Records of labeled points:

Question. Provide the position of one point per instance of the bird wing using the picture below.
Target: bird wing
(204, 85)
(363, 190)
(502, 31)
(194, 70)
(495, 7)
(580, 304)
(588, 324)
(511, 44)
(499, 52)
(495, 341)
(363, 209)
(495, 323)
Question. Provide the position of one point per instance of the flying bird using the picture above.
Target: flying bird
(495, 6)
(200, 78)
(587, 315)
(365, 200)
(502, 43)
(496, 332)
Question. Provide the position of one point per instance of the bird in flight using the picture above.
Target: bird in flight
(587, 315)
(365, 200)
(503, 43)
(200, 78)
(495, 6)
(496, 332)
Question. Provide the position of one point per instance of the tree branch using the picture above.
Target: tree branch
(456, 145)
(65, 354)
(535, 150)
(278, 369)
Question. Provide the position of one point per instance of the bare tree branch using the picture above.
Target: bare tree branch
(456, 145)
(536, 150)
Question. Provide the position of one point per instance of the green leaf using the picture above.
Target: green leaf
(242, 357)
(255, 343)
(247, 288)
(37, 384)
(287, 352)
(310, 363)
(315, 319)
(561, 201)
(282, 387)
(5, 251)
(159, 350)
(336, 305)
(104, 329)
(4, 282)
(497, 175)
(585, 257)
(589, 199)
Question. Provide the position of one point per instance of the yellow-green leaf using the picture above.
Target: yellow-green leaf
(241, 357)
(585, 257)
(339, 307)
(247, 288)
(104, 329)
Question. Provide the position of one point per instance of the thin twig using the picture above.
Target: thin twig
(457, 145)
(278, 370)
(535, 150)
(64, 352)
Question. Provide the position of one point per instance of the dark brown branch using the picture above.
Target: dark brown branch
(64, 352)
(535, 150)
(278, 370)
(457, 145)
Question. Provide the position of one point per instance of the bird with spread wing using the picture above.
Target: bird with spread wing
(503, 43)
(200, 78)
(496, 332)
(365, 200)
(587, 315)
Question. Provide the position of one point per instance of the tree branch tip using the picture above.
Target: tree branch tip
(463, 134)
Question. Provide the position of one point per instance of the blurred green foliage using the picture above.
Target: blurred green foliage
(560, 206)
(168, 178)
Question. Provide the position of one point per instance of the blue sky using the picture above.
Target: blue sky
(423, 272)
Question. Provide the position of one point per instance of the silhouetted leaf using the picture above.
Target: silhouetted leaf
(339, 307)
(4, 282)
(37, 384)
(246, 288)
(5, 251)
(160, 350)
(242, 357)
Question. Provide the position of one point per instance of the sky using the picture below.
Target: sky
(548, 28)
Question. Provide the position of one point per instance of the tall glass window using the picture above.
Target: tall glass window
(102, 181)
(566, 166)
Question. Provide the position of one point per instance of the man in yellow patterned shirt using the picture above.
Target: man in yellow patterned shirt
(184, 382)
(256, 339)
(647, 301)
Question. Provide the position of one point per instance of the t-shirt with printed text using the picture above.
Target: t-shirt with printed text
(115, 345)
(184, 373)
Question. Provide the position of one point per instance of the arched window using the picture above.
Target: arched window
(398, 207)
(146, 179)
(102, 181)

--

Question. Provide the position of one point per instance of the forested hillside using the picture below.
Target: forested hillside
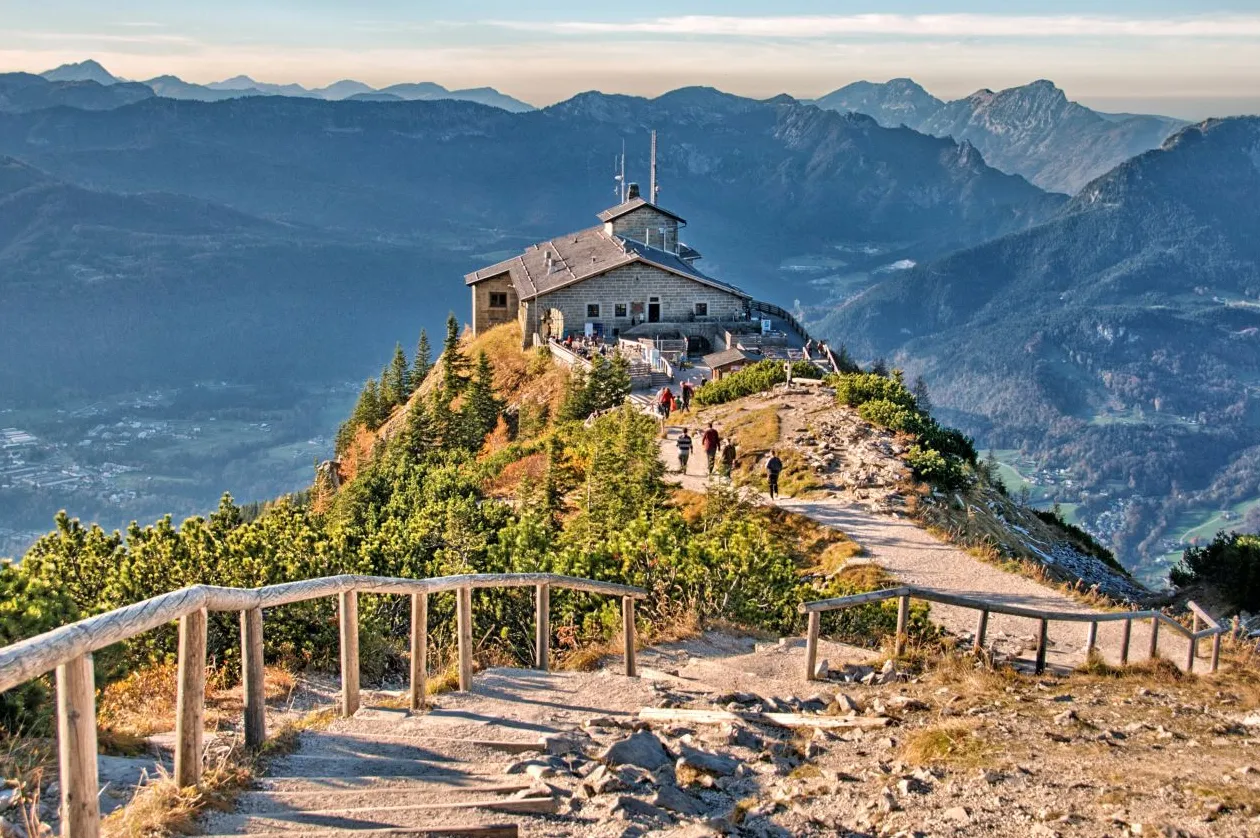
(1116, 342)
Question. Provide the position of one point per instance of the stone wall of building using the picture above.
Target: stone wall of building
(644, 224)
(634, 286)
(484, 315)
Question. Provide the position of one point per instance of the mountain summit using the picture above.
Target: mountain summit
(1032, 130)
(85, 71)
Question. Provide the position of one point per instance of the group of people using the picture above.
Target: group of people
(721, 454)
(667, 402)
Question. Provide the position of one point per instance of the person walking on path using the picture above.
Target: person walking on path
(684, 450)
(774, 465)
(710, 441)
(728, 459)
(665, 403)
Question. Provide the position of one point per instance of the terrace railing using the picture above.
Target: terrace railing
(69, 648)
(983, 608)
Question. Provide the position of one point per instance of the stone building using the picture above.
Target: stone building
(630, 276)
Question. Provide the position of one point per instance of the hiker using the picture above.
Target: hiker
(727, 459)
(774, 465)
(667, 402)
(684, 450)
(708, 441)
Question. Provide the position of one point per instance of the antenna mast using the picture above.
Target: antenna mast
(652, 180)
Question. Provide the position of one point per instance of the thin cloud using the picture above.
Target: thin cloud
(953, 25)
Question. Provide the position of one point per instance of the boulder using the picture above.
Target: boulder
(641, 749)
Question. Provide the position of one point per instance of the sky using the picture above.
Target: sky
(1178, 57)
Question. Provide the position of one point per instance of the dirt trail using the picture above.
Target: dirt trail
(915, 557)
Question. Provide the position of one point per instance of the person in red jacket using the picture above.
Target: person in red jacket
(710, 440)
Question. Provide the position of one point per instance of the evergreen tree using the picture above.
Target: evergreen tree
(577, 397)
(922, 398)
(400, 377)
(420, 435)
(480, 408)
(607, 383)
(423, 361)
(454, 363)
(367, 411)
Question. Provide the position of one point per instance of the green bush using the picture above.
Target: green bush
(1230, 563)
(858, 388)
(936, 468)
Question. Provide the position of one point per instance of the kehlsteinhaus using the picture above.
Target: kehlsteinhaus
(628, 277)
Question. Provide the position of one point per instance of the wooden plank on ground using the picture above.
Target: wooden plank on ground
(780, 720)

- _Short problem_
Pull out every line of the listing that contains the word "flying", and copy each one unchanged.

- _Full solution_
Question. Provide the position of one point per instance of the flying bird using the picture above.
Target: flying bird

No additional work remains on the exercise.